____ Text shown
These were all things that we’d never done before, so it’s taken us quite a bit of trial and error to figure out how to make things work. In fact, we’re still working on them – we’ve got a workflow in place, but we’re always trying to refine and improve it. For now, let’s just look at what we’ve got working. 

Step 1. Converting our GeoTIFF to a NumPy array

We started off with a pretty small subset of a Sentinel-2 image that we could experiment with. It’s 1,634 pixels high, 1,932 pixels wide, and 3 channels deep. In developer’s parlance, its shape is: (1634, 1932, 3). The image is of Mari Menuco Lake in Argentina. There are a few dozen drilling sites along the southern portion of the lake that seemed like an ideal place to test out our workflow. Once we had everything working like expected, we’d run the larger Sentinel-2 images through.  

First, we used the GDAL Python API to load our image and collect its (a) geotransform and (b) projection. So, what are these two things? Well, basically, the geotransform is the formula that GDAL uses to go from pixel space (think rows and columns) to geographic space (think x [longitude] and y [latitude]), and the projection is just the coordinate reference system of the image. After we had those two pieces of information set aside for later, we pushed all of the image bands into an NumPy array.
________
____ Listed entries
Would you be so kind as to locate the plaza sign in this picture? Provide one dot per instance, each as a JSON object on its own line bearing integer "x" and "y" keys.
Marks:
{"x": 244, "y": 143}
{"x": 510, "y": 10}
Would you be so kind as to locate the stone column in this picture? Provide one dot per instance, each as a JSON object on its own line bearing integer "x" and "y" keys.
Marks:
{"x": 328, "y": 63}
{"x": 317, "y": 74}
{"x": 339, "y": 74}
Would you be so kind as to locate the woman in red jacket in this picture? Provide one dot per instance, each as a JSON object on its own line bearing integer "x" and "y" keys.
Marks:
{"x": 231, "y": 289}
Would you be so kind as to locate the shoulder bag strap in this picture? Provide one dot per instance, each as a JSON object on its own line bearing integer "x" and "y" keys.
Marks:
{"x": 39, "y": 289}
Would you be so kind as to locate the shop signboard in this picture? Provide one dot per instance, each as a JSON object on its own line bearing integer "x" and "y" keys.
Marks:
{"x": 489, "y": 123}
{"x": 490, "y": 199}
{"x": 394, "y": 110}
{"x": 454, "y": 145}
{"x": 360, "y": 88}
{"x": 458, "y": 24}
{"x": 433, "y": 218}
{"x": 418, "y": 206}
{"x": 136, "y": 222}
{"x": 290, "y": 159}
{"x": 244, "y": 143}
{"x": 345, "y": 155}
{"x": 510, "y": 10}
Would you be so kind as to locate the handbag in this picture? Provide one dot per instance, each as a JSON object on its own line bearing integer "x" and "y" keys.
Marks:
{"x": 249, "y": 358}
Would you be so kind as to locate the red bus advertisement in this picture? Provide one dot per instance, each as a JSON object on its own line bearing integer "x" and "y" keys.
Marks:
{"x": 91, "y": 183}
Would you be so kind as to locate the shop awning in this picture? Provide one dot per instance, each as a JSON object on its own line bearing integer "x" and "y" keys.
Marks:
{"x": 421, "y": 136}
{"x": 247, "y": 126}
________
§ **Questions to answer**
1 > Give each of the three numbers in the image's shape from the GeoTIFF conversion text, and say what each one measures.
2 > Answer these questions from the GeoTIFF conversion text:
(a) Which lake does the image show?
(b) Which API was used to load the image?
(c) What does the text say the projection is?
3 > Resume the GeoTIFF conversion text from the point where it stops.
This listing was drawn from a separate source, not from the GeoTIFF conversion text.

§ **Outputs in order**
1 >
1,634: pixels high
1,932: pixels wide
3: channels deep

2 >
(a) Mari Menuco Lake in Argentina.
(b) The GDAL Python API.
(c) The coordinate reference system of the image.

3 >
 

# Get geographic information.
projection = tiff.GetProjection()           

# Set spatial reference.
spatial_ref = osr.SpatialReference()     # Create empty spatial reference.
spatial_ref.ImportFromWkt(projection)    # Read the "projection" string.

# Collect all the bands in the .tif image.
bands = [tiff.GetRasterBand(band+1) for band in range(tiff.RasterCount)]

# Read each band as an array.
arrays = [band.ReadAsArray() for band in bands] 

# Combine into a single image. 
image = np.array(arrays)

# Format as (height, width, channels).
image = image.transpose(1,2,0)

GDAL reads and writes images differently than NumPy, so the last thing we did was transpose the axes to put our image in the format that we needed: height, width, channels.   

Step 2. Slicing our NumPy array and running predictions 

The next bit was tricky for us to figure out. We needed to take our image – 1634 by 1932 by 3 (1634, 1932, 3) – and slice it into even squares of (256, 256, 3). Our first problem: neither 1634 nor 1932 divides by 256 evenly, so we needed to figure out how to make the image patches overlap just enough to get a clean division.  

Our second problem: we also needed to keep track of where each patch lived in the larger image so that we could put the predictions back together in the right order later. We ended up giving each patch an ID and collecting the coordinates of their top-left pixel (their minimum x and minimum y). We pushed that information into a pandas dataframe – basically, a 2-D matrix of rows and columns – that we could set aside to rebuild our prediction image later.  

Many thanks to CosmiQ Works and all of the participants in the SpaceNet Challenges; the code snippets and GitHub repos that they’ve made available were immensely helpful for us as we tried to figure out how to implement this step.

 

# Set some variables.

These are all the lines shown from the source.